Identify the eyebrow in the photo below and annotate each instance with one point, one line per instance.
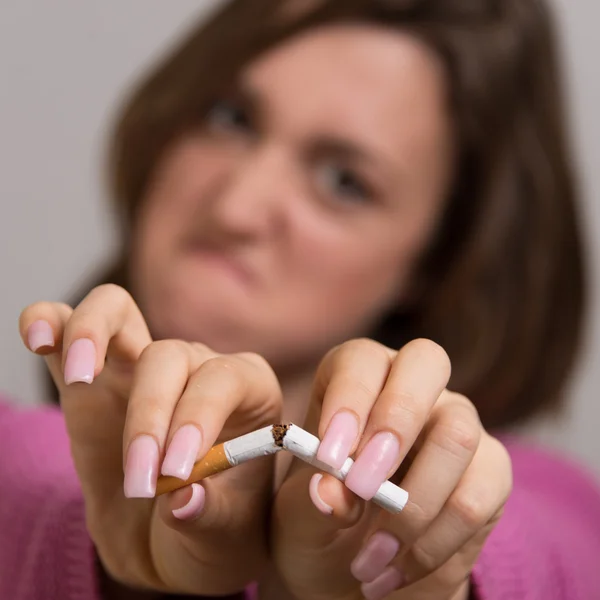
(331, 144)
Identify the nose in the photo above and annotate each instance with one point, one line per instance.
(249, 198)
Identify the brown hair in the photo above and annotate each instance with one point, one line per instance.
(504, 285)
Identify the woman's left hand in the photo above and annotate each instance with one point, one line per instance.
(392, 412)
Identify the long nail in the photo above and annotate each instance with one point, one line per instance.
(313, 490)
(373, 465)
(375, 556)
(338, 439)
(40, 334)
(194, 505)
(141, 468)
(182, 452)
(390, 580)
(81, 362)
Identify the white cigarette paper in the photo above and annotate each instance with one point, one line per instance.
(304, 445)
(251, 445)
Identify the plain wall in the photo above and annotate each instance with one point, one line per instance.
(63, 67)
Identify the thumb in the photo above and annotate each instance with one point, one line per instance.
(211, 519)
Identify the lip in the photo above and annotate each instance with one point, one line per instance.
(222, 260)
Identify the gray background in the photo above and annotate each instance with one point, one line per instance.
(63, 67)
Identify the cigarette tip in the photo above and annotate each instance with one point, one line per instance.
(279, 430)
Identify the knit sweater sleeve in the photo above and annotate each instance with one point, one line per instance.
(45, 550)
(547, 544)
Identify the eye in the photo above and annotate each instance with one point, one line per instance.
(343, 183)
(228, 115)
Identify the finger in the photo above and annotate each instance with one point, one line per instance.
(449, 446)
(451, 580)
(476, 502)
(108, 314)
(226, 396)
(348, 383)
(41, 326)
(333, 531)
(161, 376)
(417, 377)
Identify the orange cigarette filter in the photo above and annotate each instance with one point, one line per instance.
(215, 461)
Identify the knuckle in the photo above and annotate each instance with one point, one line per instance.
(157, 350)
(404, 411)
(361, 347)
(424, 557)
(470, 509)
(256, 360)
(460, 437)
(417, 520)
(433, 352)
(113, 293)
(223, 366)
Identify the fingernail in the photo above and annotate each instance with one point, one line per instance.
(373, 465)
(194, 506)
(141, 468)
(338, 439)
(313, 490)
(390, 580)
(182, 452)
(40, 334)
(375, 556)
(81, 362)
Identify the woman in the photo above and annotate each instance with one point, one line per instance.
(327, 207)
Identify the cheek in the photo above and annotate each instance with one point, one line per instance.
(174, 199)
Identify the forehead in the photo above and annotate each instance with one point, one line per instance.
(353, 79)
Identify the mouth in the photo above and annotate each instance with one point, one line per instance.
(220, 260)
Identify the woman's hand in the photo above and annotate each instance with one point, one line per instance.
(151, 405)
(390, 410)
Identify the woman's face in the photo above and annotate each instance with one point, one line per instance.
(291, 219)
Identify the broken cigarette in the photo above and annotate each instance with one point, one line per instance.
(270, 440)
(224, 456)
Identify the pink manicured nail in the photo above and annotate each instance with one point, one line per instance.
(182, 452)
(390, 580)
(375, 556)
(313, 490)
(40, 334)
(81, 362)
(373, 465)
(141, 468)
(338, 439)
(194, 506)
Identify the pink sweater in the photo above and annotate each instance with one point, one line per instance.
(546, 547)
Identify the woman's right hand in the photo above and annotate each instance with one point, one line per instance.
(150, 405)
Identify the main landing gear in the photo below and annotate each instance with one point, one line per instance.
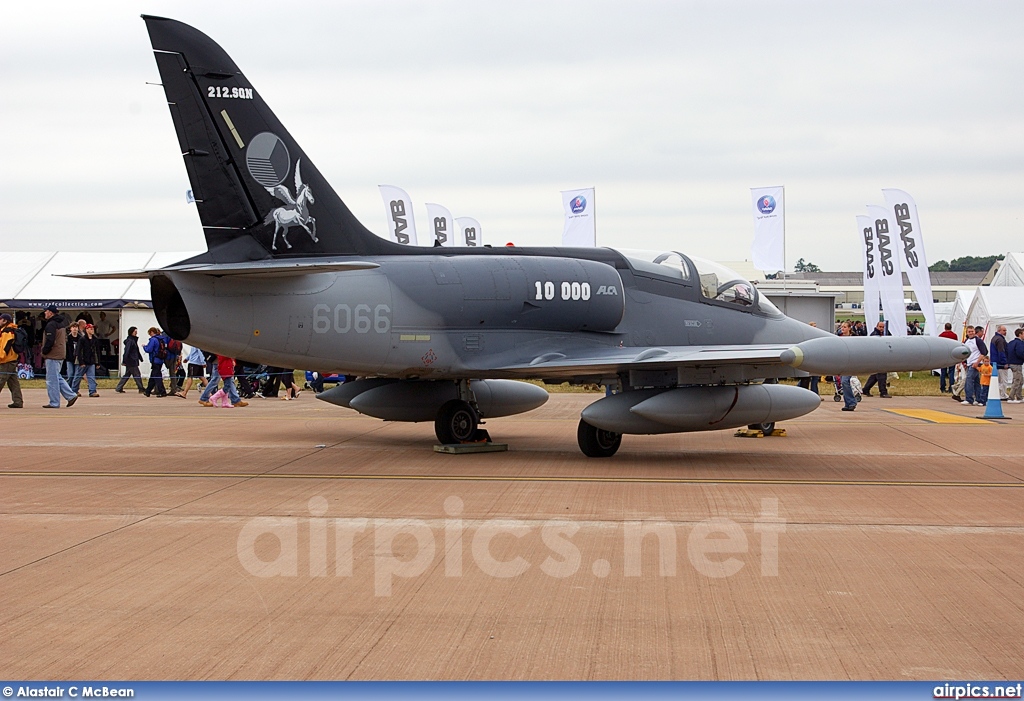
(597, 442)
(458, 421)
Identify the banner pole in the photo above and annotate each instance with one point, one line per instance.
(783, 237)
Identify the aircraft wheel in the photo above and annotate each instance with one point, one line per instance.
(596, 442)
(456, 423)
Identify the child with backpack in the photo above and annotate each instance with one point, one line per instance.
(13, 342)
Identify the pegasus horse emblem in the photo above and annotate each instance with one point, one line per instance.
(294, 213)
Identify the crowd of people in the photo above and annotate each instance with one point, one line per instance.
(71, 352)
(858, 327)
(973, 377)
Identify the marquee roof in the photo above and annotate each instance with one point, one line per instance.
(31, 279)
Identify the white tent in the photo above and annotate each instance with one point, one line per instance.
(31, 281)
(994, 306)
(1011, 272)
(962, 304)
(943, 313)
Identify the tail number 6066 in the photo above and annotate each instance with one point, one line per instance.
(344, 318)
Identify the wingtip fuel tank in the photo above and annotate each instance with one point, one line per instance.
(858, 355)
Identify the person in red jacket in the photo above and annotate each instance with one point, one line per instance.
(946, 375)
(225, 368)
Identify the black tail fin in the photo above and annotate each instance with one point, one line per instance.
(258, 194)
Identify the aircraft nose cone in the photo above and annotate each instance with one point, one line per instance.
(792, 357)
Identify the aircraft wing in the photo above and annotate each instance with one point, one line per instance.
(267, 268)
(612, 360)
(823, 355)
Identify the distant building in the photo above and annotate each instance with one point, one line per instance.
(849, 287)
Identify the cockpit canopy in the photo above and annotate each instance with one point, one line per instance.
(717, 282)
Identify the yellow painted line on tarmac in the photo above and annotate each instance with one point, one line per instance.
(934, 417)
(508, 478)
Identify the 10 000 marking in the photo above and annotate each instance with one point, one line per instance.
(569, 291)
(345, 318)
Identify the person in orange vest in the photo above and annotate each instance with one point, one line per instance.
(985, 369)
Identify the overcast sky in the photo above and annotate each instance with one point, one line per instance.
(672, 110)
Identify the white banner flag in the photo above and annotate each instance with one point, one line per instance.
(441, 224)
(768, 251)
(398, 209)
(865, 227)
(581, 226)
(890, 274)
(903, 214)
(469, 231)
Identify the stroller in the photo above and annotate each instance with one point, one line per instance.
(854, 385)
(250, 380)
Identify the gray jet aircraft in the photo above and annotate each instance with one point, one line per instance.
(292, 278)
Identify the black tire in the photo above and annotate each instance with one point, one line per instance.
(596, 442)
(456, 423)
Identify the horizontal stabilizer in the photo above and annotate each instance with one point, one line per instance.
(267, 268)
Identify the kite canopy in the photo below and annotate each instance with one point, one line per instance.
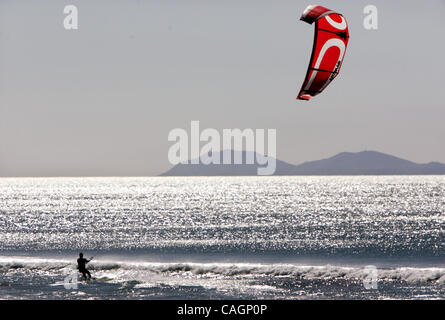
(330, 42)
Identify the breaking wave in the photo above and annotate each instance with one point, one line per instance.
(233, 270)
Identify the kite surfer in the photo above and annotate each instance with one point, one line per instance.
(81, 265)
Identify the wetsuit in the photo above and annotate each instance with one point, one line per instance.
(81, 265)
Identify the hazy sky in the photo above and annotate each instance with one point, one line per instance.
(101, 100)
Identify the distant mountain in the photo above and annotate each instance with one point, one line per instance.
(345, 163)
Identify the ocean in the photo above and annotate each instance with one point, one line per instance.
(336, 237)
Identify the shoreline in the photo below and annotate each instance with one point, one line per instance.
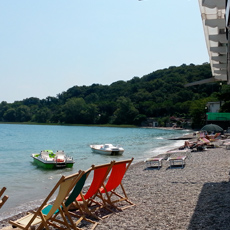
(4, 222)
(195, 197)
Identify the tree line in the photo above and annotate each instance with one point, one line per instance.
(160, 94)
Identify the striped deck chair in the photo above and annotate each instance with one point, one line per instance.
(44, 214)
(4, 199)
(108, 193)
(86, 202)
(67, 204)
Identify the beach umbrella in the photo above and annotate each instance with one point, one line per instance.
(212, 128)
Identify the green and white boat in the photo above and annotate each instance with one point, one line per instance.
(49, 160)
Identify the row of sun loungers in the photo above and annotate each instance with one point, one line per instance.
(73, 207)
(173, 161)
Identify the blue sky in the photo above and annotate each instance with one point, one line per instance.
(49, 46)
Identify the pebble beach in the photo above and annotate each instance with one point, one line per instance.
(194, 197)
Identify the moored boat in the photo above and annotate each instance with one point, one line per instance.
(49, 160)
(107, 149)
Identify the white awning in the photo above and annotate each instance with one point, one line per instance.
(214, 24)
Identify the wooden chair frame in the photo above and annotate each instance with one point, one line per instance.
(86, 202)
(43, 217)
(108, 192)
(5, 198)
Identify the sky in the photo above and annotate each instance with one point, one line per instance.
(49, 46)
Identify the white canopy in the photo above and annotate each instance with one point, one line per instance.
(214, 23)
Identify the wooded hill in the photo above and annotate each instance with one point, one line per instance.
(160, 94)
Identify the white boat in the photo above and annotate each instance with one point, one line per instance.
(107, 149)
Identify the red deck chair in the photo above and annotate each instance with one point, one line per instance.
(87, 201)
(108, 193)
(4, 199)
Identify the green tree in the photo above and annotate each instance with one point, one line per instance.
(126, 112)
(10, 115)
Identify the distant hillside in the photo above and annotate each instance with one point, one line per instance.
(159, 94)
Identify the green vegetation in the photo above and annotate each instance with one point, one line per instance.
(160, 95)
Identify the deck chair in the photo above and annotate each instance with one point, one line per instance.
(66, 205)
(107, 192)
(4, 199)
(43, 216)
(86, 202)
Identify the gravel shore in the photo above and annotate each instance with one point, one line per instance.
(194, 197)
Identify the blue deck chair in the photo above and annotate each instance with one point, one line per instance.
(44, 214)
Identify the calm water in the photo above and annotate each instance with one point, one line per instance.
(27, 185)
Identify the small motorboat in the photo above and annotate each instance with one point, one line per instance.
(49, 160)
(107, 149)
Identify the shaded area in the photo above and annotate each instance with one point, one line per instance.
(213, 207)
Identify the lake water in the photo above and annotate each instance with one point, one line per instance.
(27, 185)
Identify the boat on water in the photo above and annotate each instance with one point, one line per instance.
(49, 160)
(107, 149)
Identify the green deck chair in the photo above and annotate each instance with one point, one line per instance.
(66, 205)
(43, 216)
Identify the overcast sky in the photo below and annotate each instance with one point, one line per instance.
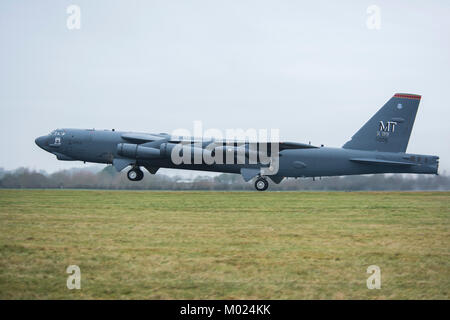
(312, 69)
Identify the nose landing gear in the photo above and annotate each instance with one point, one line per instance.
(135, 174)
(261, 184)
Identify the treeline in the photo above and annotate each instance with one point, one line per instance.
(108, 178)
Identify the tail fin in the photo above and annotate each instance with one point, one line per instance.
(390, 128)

++++++++++

TASK TO CARRY OUT:
Reproduce verbatim every line starting at the line that holds "Identify the boat" and ending with the final line of the data; omit the pictures.

SOLUTION TO THIS EXERCISE:
Identify the boat on water in the photo above and annotate each instance with one point, one line per instance.
(49, 160)
(107, 149)
Identify the green deck chair in the photo above and annotate each instance with one point, one line per instance.
(66, 205)
(43, 216)
Identify the overcast sky in the photo below and annotate each instance with one point, one line per instance.
(312, 69)
Identify the nose landing gear in the photo above and annotate each instance with one point, one line per instance.
(135, 174)
(261, 184)
Identify the treeline in the photo above and annotate each instance with one point, one line per instance.
(108, 178)
Identify the tail fin in the photo above and annotate each instance with one point, one line per instance.
(390, 128)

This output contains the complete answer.